| Data section |
* * * * * * *

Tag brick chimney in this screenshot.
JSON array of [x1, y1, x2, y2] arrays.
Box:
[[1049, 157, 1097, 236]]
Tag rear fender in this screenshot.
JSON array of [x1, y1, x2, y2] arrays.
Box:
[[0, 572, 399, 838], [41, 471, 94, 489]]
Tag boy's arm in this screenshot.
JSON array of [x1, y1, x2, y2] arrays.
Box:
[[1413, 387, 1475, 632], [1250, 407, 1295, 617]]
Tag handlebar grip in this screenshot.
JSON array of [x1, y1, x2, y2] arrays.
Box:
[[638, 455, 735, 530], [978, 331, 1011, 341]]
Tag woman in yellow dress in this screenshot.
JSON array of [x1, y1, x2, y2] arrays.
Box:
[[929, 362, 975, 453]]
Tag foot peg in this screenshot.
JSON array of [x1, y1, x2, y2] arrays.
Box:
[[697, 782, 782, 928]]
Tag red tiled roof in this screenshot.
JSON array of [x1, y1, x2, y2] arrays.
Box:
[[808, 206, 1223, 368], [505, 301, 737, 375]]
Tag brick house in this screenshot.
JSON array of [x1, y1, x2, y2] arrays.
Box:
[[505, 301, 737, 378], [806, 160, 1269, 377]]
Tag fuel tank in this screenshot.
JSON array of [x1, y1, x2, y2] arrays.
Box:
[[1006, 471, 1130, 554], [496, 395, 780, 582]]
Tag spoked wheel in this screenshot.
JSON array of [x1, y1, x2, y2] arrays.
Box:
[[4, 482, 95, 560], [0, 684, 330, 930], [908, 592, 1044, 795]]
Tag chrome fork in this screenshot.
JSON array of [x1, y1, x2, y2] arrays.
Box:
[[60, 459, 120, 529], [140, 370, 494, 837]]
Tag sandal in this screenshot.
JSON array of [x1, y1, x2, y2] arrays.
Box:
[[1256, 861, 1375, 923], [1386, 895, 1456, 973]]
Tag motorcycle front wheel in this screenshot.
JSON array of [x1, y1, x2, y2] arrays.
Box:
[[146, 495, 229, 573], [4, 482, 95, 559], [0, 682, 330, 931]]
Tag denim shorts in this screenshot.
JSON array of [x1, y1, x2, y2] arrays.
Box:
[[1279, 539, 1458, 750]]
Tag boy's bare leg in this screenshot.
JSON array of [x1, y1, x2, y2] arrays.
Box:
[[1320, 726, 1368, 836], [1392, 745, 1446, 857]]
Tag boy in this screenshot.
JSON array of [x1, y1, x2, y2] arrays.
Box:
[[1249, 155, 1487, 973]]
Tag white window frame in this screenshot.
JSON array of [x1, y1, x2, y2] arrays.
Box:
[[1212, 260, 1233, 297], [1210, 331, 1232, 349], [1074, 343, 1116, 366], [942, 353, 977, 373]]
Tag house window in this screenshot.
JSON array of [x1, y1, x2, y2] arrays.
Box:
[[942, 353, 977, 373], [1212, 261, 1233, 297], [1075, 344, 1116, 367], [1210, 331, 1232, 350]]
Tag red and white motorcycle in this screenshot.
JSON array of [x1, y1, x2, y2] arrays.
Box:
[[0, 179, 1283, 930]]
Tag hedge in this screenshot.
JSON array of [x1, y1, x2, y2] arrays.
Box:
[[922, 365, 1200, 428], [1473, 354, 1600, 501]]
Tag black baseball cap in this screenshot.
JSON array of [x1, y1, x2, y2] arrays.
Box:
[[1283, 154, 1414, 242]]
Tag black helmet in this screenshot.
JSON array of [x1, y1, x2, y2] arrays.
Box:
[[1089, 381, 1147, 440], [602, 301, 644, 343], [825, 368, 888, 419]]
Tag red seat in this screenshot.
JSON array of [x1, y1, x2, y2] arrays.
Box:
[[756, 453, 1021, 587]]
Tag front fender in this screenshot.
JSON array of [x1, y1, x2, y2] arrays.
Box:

* * * * * * *

| Exercise |
Given the listing above, print all of it word for word.

| Answer box |
Tag brick chimney in this screenshot.
JSON array of [x1, y1, x2, y2] arrays.
Box:
[[1049, 157, 1097, 236]]
Tag rear fender in this screenshot.
JSON array of [x1, y1, x2, y2] arrays.
Box:
[[0, 572, 399, 838], [41, 471, 94, 489]]
Tag boy's arm in this screenshot.
JSON array of [x1, y1, x2, y2] arrays.
Box:
[[1413, 387, 1475, 632], [1250, 407, 1295, 617]]
Tag handlebar grip in this screenshot.
JSON array of [x1, y1, x2, y2] arrays.
Box:
[[638, 455, 735, 530], [978, 331, 1011, 341]]
Tag woman in yellow dress in this screenshot.
JSON array of [x1, y1, x2, y2] arrays.
Box:
[[929, 362, 975, 453]]
Tag foot peg in this screenshot.
JSON array of [x1, y1, x2, y2] arrays.
Box:
[[697, 782, 782, 928]]
Tag red tiled roof in this screenshot.
JSON array of [x1, y1, x2, y2] arrays.
Box:
[[808, 206, 1223, 368], [505, 301, 737, 375]]
Tag brick house in this screenshot.
JSON array of [x1, y1, x2, y2] arrays.
Box:
[[505, 301, 737, 378], [806, 160, 1269, 377]]
Tag fuel tank in this screenshot.
JSON array of [x1, y1, x2, y2] arrays.
Box:
[[1006, 471, 1130, 554], [496, 395, 780, 582]]
Tag spoked wheel in this screenshot.
JSON array of [x1, y1, x2, y2] arrays.
Box:
[[4, 482, 95, 560], [0, 684, 330, 930], [908, 592, 1044, 795]]
Tag chrome fork in this screenshot.
JSON array of [x1, y1, x2, y2] arrays.
Box:
[[60, 459, 120, 529], [140, 370, 494, 837]]
Tag sandal in this screenshot.
JSON array of [x1, y1, x2, y2] arrays.
Box:
[[1256, 861, 1375, 923], [1386, 895, 1456, 973]]
Tag motorcycle front wheel in this screenshot.
JSON array of [x1, y1, x2, y2] arrays.
Box:
[[146, 495, 229, 573], [4, 482, 95, 559], [0, 682, 330, 931]]
Tag denim shorts in this screenshot.
JSON array of [x1, y1, x2, y2] arrays.
Box:
[[1279, 539, 1458, 750]]
Tag boy's bare leg in this screenshot.
JSON array of [x1, y1, x2, y2] arrays.
Box:
[[1320, 726, 1368, 836], [1392, 745, 1446, 857]]
Tag boy in this screenshot.
JSON array of [x1, y1, x2, y2] arrays.
Box:
[[1249, 155, 1487, 973]]
Tag white window frame in this screenshot.
JSON array of [x1, y1, x2, y2] arrays.
Box:
[[1212, 260, 1233, 297], [1210, 331, 1232, 349], [1074, 343, 1116, 366], [942, 353, 977, 373]]
Tag house window in this screenshot.
JSON array of [x1, y1, x2, y2] arrays.
Box:
[[942, 353, 977, 373], [1212, 261, 1233, 297], [1075, 344, 1116, 367], [1210, 331, 1232, 350]]
Tag red and white motorcycle in this screenshot.
JSON array of [x1, y1, x2, y2] arrays.
Box:
[[0, 179, 1283, 930]]
Tag hedge in this screenshot.
JSON array of [x1, y1, x2, y2] arrays.
Box:
[[922, 365, 1200, 428], [1473, 354, 1600, 501]]
Tag black baseball cap in this screenshot.
JSON array of [x1, y1, x2, y2] arrays.
Box:
[[1283, 154, 1414, 242]]
Tag black helmet in this screenshot.
JSON array of [x1, y1, x2, y2] arrays.
Box:
[[1089, 381, 1147, 440], [602, 301, 644, 343], [825, 368, 888, 419]]
Tag red seat in this screenshot.
JSON array of [x1, y1, x2, y2] arrays.
Box:
[[756, 453, 1021, 587]]
Tag front fender in this screenshot.
JSON array of [x1, y1, x2, y2] arrays.
Box:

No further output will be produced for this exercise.